Exercise:
Exact copies of all the lines below are required, with the pictures omitted.

Saved entries:
= = =

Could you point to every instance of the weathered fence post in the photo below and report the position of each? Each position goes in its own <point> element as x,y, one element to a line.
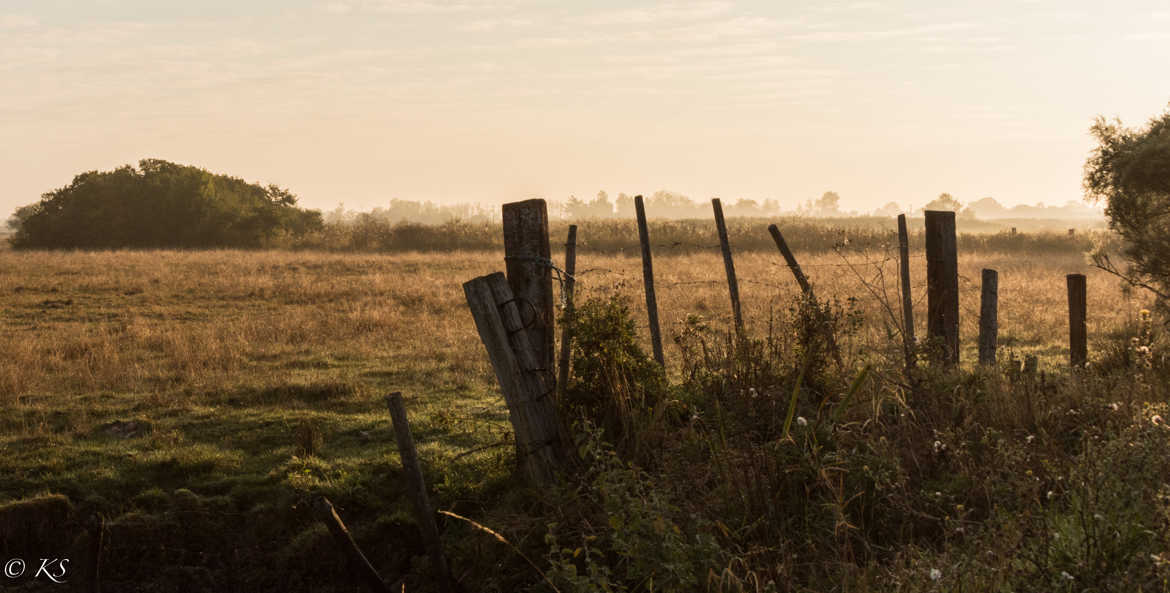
<point>728,266</point>
<point>644,236</point>
<point>566,330</point>
<point>791,260</point>
<point>417,490</point>
<point>527,256</point>
<point>525,385</point>
<point>942,283</point>
<point>989,314</point>
<point>1078,332</point>
<point>903,253</point>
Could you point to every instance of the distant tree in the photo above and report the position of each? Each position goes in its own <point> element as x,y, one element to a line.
<point>600,207</point>
<point>576,208</point>
<point>625,206</point>
<point>986,208</point>
<point>159,205</point>
<point>889,209</point>
<point>828,205</point>
<point>944,201</point>
<point>1130,171</point>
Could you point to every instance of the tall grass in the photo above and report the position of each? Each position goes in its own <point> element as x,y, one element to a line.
<point>616,236</point>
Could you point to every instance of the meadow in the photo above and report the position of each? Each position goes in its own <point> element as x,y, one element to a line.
<point>198,399</point>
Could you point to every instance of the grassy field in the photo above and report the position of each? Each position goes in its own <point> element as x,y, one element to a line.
<point>197,399</point>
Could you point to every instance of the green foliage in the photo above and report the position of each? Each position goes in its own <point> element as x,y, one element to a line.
<point>613,384</point>
<point>160,205</point>
<point>637,540</point>
<point>1130,170</point>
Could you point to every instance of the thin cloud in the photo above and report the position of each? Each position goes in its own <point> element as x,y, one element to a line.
<point>491,25</point>
<point>16,21</point>
<point>882,34</point>
<point>663,12</point>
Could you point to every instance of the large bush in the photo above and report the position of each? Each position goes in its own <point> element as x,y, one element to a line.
<point>159,205</point>
<point>1130,170</point>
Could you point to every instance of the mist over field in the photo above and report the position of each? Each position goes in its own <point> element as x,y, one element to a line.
<point>640,296</point>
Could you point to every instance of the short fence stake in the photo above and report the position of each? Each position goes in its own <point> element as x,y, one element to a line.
<point>728,266</point>
<point>529,268</point>
<point>783,246</point>
<point>1078,333</point>
<point>417,489</point>
<point>566,330</point>
<point>644,236</point>
<point>989,312</point>
<point>942,283</point>
<point>96,529</point>
<point>903,252</point>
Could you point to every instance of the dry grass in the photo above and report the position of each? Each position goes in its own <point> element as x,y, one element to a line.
<point>224,359</point>
<point>201,323</point>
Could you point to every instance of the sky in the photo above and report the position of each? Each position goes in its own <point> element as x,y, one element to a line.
<point>358,102</point>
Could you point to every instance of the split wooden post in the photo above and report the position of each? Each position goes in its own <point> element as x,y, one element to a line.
<point>525,385</point>
<point>989,314</point>
<point>644,236</point>
<point>328,515</point>
<point>527,256</point>
<point>566,330</point>
<point>903,252</point>
<point>783,246</point>
<point>1078,332</point>
<point>942,283</point>
<point>417,489</point>
<point>728,266</point>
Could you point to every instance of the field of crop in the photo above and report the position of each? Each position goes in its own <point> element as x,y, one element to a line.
<point>197,399</point>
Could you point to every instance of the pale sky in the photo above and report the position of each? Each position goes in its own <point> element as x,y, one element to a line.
<point>363,101</point>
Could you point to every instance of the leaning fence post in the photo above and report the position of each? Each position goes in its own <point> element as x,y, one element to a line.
<point>328,515</point>
<point>644,236</point>
<point>783,246</point>
<point>1078,333</point>
<point>728,266</point>
<point>942,283</point>
<point>989,312</point>
<point>566,329</point>
<point>527,386</point>
<point>529,268</point>
<point>417,490</point>
<point>903,252</point>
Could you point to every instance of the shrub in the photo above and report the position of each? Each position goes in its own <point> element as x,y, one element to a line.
<point>160,205</point>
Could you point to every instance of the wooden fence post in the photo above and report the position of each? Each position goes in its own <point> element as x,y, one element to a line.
<point>417,489</point>
<point>527,386</point>
<point>942,283</point>
<point>1078,332</point>
<point>989,314</point>
<point>566,330</point>
<point>527,256</point>
<point>791,260</point>
<point>644,236</point>
<point>903,252</point>
<point>728,266</point>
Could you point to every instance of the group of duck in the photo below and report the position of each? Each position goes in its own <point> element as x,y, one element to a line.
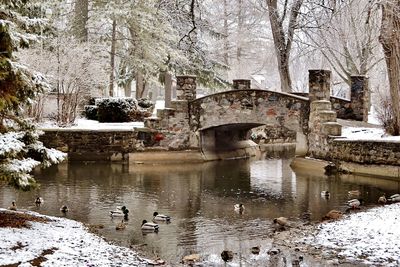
<point>146,226</point>
<point>355,202</point>
<point>38,202</point>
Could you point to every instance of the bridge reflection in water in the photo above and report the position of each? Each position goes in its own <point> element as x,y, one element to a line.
<point>199,198</point>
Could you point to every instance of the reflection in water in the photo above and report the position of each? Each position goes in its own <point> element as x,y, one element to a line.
<point>198,197</point>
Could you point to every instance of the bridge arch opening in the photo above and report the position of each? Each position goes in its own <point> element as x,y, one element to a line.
<point>228,141</point>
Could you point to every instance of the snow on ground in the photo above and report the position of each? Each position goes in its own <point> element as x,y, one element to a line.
<point>371,237</point>
<point>73,246</point>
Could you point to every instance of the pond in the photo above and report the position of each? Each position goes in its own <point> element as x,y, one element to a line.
<point>199,198</point>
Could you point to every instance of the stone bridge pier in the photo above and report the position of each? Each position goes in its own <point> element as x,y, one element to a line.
<point>219,124</point>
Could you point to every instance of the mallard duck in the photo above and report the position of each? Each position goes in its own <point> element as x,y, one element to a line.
<point>123,212</point>
<point>120,226</point>
<point>394,198</point>
<point>161,217</point>
<point>38,201</point>
<point>64,209</point>
<point>326,194</point>
<point>238,207</point>
<point>354,193</point>
<point>13,206</point>
<point>148,226</point>
<point>382,199</point>
<point>354,203</point>
<point>333,215</point>
<point>227,255</point>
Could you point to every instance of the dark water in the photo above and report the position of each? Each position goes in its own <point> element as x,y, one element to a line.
<point>198,197</point>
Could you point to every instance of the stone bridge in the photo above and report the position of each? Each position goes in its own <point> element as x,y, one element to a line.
<point>220,123</point>
<point>223,120</point>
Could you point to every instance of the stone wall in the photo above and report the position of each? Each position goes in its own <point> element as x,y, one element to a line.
<point>355,108</point>
<point>271,108</point>
<point>364,151</point>
<point>94,145</point>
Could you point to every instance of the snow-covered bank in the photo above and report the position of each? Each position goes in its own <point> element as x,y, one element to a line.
<point>68,242</point>
<point>371,237</point>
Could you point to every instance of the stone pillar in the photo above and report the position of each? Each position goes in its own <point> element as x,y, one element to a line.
<point>186,87</point>
<point>359,97</point>
<point>168,89</point>
<point>319,85</point>
<point>241,84</point>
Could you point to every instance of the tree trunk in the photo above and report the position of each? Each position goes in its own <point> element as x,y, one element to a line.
<point>128,88</point>
<point>112,59</point>
<point>390,40</point>
<point>239,38</point>
<point>81,11</point>
<point>226,32</point>
<point>283,41</point>
<point>168,89</point>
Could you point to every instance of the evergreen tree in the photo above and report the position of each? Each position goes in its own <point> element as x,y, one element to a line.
<point>20,148</point>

= = =

Response:
Could you point to every instance of the weathered fence post in the photo below and report the position of each? Each position goes in its own <point> element as x,y, one element to a line.
<point>728,266</point>
<point>644,236</point>
<point>566,330</point>
<point>791,260</point>
<point>417,490</point>
<point>527,256</point>
<point>525,385</point>
<point>942,283</point>
<point>989,314</point>
<point>1078,332</point>
<point>903,253</point>
Could you point to every instance of the distant tree in the photo above and report the position of each? Each position goes in its own <point> element as x,y, one element to a line.
<point>600,207</point>
<point>576,208</point>
<point>625,206</point>
<point>986,208</point>
<point>159,205</point>
<point>889,209</point>
<point>828,205</point>
<point>944,201</point>
<point>1130,171</point>
Could you point to every instance of the tall grass in the photo above and report the position of each? Each position goes in its own <point> element as x,y, one element to a line.
<point>616,236</point>
Could you point to every instance of the meadow in the photo above and report the position of each? Each position goes in its own <point> element as x,y, one element to a line.
<point>198,399</point>
Could you point to every instance of the grassy field in the photo above and report the position of each? Each position goes in its own <point> element as x,y, one element to a line.
<point>197,399</point>
Could you point to every instance of the green foliage in the photo above and report the position of each? Each position goes in its own <point> element as x,y, one element to a line.
<point>613,384</point>
<point>160,205</point>
<point>637,540</point>
<point>1130,170</point>
Could you point to every instance of the thin cloud in the photo above and report the position of each? Each position goes in its own <point> element as x,y, one element to a line.
<point>491,25</point>
<point>16,21</point>
<point>882,34</point>
<point>663,12</point>
Could you point to every instance of the large bush in the photo above and report the position of each? Each position goes in its own <point> element as x,y, one element to a line.
<point>159,205</point>
<point>1130,170</point>
Could you point to every instance of the mist over field in the photo above and report the position of each? Each position goes in its own <point> element as x,y, one element to a line.
<point>640,296</point>
Could you point to every instance of the short fence stake in the photo above and report the position of each? Each position goes in its own <point> element as x,y, one element to a line.
<point>728,266</point>
<point>529,268</point>
<point>783,246</point>
<point>1078,333</point>
<point>417,489</point>
<point>566,330</point>
<point>644,236</point>
<point>989,312</point>
<point>942,283</point>
<point>96,529</point>
<point>903,252</point>
Could you point to every instance of the dry grass in the photo above and report the position of each? Each position goes in its own <point> element as x,y, one element to a line.
<point>224,359</point>
<point>201,323</point>
Could you point to every instance of the sky in the photo above and report the position of each? Each position goes in its own <point> element as x,y, one element to a line.
<point>358,102</point>
Could you point to every instance of the split wooden post in the photo above and report the position of each? Each position goes in its own <point> element as x,y, one element to a line.
<point>525,385</point>
<point>989,314</point>
<point>644,236</point>
<point>328,515</point>
<point>527,256</point>
<point>566,330</point>
<point>903,252</point>
<point>783,246</point>
<point>1078,332</point>
<point>942,283</point>
<point>417,489</point>
<point>728,266</point>
Could you point to every instance of the field of crop in the photo above and report the position of each? Each position goes in its own <point> element as x,y, one element to a line.
<point>197,399</point>
Could you point to every instance of the pale sky in the photo above and report the position of each? Each position goes in its own <point> element as x,y, one element to a line.
<point>363,101</point>
Could you point to every instance of the leaning fence post in the photo above and report the position of each? Each position goes in its own <point> element as x,y, one element to a line.
<point>328,515</point>
<point>644,236</point>
<point>783,246</point>
<point>1078,333</point>
<point>728,266</point>
<point>942,283</point>
<point>989,312</point>
<point>566,329</point>
<point>527,386</point>
<point>529,268</point>
<point>417,490</point>
<point>903,252</point>
Could you point to every instance of the shrub in the photo above and report the position of each? Each position goes in its own <point> element as x,y, one element to a line.
<point>160,205</point>
Could you point to every instance of the wooden fence post in the photo above and report the position of each? Each position goes in its own <point> element as x,y, one element to a line.
<point>417,489</point>
<point>527,386</point>
<point>942,283</point>
<point>1078,332</point>
<point>989,314</point>
<point>566,330</point>
<point>527,256</point>
<point>791,260</point>
<point>644,236</point>
<point>903,252</point>
<point>728,266</point>
Could you point to every instance of the group of duck in the photo below and report the position of each? Each position goes in its own <point> element as x,y, one element to a line.
<point>146,226</point>
<point>355,202</point>
<point>38,202</point>
Could you point to every instance of the bridge reflection in water in the photo above and report the position of each? Each position goes in its own <point> element as x,y, one element to a line.
<point>199,198</point>
Could you point to every instance of the reflection in water in the photo above and report the position of each? Each position goes in its own <point> element as x,y, one element to a line.
<point>198,197</point>
Could you point to every instance of the bridge arch opening in the photo above and report the position of each? Each position goes in its own <point> element as x,y, one element to a line.
<point>228,141</point>
Could you point to every instance of the snow on ground in the photo above and report the position of each? Each position goes in its own <point> element as x,y, one element to a line.
<point>371,237</point>
<point>73,246</point>
Could you point to every instance of the pond in the photo above and report the position of each? Each position goes in its own <point> element as x,y, one element to a line.
<point>199,198</point>
Could you point to every instance of the stone bridge pier in the photo above and report the position of each? Each position goes in its own <point> element as x,y, one element to a line.
<point>219,124</point>
Could you point to every instance of the mallard duck in the photo above and report the position of each? Each position goes in its own <point> element as x,y, one element to a line.
<point>123,212</point>
<point>120,226</point>
<point>394,198</point>
<point>161,217</point>
<point>38,201</point>
<point>64,209</point>
<point>326,194</point>
<point>238,207</point>
<point>354,193</point>
<point>13,206</point>
<point>148,226</point>
<point>382,199</point>
<point>354,203</point>
<point>333,215</point>
<point>227,255</point>
Could you point to every instance of the dark water in the photo above and report the position of each? Each position goes in its own <point> element as x,y, one element to a line.
<point>198,197</point>
Could you point to every instance of the stone bridge in the photo above and report the position of each? Each position goes in its own <point> element as x,y, one element to a line.
<point>220,123</point>
<point>223,120</point>
Could you point to every instance of the stone wall in the photo above and report the position of each? Each position goes in its own <point> element as x,y, one element to a line.
<point>355,108</point>
<point>271,108</point>
<point>364,151</point>
<point>94,145</point>
Could you point to every instance of the snow-covered bank in the photo above and report the position of each? Each position goes in its own <point> element as x,y, one element to a line.
<point>68,242</point>
<point>371,237</point>
Could you point to every instance of the stone pillar in the photo above and report the position of each? Each position goes in its own <point> element as x,y, one element to a line.
<point>186,87</point>
<point>359,97</point>
<point>168,89</point>
<point>319,85</point>
<point>241,84</point>
Could you point to every instance of the tree trunk in the photo above and report the position of each? Each position goes in its own <point> element as x,y, one element to a line.
<point>128,88</point>
<point>112,59</point>
<point>390,40</point>
<point>239,38</point>
<point>81,11</point>
<point>226,32</point>
<point>283,41</point>
<point>168,89</point>
Could you point to every instance of the evergreen tree in the photo above and report the position of each? Each position goes in its own <point> element as x,y, one element to a line.
<point>20,148</point>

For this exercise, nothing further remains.